(Excerpted text):
I agree -- which is why the current implementation doesn't try to form
mandatory dependency from implicit bindings and makes the case that
all mandatory dependencies should be called out explicitly. But if
people insist on that implicit bindings be used as such, then a CONFIG
or commandline option would be an acceptable compromise for me.

> It also seems like an invitation to mis-configure a system (in other
> words, increases the complexity and difficulty of properly configuring
> and administering a system).

Just want to point out that, as of today, we have a broken system --
module loading is not compatible with proper handling of shared
mandatory resources during boot up. To be clear, I'm not arguing for a
commandline arg.

> The is not a hard no (yet), but it will take some convincing for me
> to accept the command line approach to add the feature, yet maintain
> compatibility.  Please do not spend any time replying to this concern
> yet - we will have plenty of time to discuss later if need be.

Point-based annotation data
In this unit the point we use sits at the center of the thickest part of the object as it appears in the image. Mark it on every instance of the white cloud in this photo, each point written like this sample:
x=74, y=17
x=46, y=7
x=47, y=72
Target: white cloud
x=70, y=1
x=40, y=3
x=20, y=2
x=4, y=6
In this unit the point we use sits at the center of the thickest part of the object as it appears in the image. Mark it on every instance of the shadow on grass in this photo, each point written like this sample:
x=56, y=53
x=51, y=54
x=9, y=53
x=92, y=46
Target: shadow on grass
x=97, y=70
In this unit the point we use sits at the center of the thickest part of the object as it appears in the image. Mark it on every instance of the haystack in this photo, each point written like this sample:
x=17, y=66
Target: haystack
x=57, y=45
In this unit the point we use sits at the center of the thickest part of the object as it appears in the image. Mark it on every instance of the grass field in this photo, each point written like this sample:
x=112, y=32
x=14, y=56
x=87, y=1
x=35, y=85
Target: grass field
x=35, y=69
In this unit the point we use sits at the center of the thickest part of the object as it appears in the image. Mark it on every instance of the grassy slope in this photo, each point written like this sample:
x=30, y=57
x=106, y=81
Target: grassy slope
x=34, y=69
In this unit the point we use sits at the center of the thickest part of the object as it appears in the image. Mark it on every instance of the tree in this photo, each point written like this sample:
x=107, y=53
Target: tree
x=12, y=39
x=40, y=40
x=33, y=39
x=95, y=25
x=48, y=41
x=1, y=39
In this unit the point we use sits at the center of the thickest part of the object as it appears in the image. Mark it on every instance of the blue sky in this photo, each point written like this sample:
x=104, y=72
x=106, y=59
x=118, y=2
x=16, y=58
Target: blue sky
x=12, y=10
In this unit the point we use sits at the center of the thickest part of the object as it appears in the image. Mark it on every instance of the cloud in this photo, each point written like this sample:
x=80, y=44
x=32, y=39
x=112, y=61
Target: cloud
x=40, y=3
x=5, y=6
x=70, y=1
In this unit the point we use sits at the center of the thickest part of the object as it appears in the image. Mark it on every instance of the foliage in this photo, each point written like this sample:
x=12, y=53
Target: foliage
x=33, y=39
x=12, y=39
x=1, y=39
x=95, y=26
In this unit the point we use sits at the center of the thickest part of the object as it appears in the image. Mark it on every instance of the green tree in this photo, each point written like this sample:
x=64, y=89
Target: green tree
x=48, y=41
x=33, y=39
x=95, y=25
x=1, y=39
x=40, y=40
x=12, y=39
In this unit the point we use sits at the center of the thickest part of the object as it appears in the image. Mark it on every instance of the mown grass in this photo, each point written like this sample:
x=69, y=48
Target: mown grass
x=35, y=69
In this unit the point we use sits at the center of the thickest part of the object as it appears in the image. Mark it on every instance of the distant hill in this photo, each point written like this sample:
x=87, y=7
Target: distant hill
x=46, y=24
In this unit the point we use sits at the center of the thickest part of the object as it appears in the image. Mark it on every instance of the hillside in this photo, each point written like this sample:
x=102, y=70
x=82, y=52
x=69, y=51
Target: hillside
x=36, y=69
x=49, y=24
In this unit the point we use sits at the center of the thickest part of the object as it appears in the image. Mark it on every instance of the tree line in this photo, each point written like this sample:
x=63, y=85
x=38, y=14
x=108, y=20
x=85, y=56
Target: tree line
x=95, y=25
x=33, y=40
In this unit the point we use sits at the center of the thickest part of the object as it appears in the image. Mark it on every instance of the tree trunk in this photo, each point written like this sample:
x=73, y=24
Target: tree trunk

(Task A):
In the discussion of mandatory dependencies and implicit bindings, what does the writer say module loading is not compatible with?
(Task B):
Carry on the discussion of mandatory dependencies and implicit bindings, starting right after its final quoted line.

(Task response A):
Proper handling of shared mandatory resources during boot up.

(Task response B):
Sounds good.

-Saravana
Saravana Kannan May 29, 2019, 8:02 p.m. UTC | #13
Sending again because email client somehow reverted to HTML.
Frank, Rob, Mark,

Gentle reminder. I've replied to your emails spread across the
different patches in the series. Hoping they address your questions
and concerns. Please let me know what you think.

Thanks,
Saravana


On Wed, May 29, 2019 at 1:00 PM Saravana Kannan <saravanak@google.com> wrote:
>
> Frank, Rob, Mark,
>
> Gentle reminder. I've replied to your emails spread across the different patches in the series. Hoping they address your questions and concerns. Please let me know what you think.
>
> Thanks,
> Saravana
>
> On Thu, May 23, 2019 at 6:01 PM Saravana Kannan <saravanak@google.com> wrote:
>>
>> Add a generic "depends-on" property that allows specifying mandatory
>> functional dependencies between devices. Add device-links after the
>> devices are created (but before they are probed) by looking at this
>> "depends-on" property.
>>
>> This property is used instead of existing DT properties that specify
>> phandles of other devices (Eg: clocks, pinctrl, regulators, etc). This
>> is because not all resources referred to by existing DT properties are
>> mandatory functional dependencies. Some devices/drivers might be able
>> to operate with reduced functionality when some of the resources
>> aren't available. For example, a device could operate in polling mode
>> if no IRQ is available, a device could skip doing power management if
>> clock or voltage control isn't available and they are left on, etc.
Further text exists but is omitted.